**WHAT THE TASK ASKS**. From the data, return each line holding the word "below".

★ ★ ★

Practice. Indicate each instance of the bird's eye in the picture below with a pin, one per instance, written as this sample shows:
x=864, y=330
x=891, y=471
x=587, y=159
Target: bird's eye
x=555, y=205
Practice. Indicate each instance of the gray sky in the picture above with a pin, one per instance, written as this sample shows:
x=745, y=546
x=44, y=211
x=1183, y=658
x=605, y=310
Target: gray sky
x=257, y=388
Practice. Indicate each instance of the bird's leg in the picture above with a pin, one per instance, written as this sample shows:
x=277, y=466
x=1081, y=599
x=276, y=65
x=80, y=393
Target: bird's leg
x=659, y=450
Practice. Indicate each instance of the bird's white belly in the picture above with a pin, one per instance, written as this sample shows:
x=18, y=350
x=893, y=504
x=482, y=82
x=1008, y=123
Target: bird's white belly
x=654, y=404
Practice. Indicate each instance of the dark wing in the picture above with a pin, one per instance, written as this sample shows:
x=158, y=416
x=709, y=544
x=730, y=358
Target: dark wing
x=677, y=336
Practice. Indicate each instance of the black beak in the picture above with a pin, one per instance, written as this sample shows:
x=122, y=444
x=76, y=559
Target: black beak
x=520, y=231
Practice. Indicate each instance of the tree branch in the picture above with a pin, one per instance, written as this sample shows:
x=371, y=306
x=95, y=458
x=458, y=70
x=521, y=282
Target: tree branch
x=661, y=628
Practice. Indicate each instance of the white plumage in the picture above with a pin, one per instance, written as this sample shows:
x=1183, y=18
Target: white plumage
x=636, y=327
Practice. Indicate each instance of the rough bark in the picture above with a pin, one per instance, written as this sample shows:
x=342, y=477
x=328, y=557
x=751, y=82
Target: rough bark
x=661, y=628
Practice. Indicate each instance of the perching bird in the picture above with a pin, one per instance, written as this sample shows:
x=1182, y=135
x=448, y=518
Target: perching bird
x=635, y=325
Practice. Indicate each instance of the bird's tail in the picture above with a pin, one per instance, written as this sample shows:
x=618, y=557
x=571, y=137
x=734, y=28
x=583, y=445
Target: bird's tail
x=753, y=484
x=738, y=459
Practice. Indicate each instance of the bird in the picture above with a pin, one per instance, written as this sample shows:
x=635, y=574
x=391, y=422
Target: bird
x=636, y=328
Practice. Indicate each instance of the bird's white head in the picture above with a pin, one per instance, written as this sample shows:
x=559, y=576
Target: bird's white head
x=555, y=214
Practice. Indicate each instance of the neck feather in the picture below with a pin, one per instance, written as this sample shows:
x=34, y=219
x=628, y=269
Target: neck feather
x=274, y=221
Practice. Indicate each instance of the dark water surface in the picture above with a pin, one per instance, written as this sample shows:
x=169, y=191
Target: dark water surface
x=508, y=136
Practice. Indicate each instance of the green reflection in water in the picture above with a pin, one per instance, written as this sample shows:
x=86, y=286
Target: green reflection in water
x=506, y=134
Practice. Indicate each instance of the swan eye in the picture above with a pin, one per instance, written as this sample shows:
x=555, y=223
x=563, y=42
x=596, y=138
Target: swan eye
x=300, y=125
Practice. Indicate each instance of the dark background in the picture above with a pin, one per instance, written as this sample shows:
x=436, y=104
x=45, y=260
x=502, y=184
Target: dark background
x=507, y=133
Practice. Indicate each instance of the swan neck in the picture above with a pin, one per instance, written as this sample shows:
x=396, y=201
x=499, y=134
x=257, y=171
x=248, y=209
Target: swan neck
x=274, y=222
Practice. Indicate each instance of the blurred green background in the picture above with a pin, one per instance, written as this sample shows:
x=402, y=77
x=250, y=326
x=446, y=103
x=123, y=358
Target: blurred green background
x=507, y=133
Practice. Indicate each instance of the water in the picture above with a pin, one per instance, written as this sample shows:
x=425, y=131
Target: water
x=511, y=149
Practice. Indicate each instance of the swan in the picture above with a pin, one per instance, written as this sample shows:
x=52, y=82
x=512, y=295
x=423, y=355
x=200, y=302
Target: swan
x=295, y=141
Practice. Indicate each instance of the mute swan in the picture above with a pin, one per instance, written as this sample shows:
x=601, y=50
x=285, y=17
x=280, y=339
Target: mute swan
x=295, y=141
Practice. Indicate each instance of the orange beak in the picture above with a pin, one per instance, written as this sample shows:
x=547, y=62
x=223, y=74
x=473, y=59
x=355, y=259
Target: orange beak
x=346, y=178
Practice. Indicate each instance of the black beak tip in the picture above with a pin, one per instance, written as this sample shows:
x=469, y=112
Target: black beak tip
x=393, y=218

★ ★ ★

**EXERCISE RESULT**.
Practice. Indicate each instance of the bird's eye in the picture below with a pin, one per instance, written as this sample shows:
Practice. Indicate each instance of the neck feather in the picture below with a pin, one per instance, written as this sample shows:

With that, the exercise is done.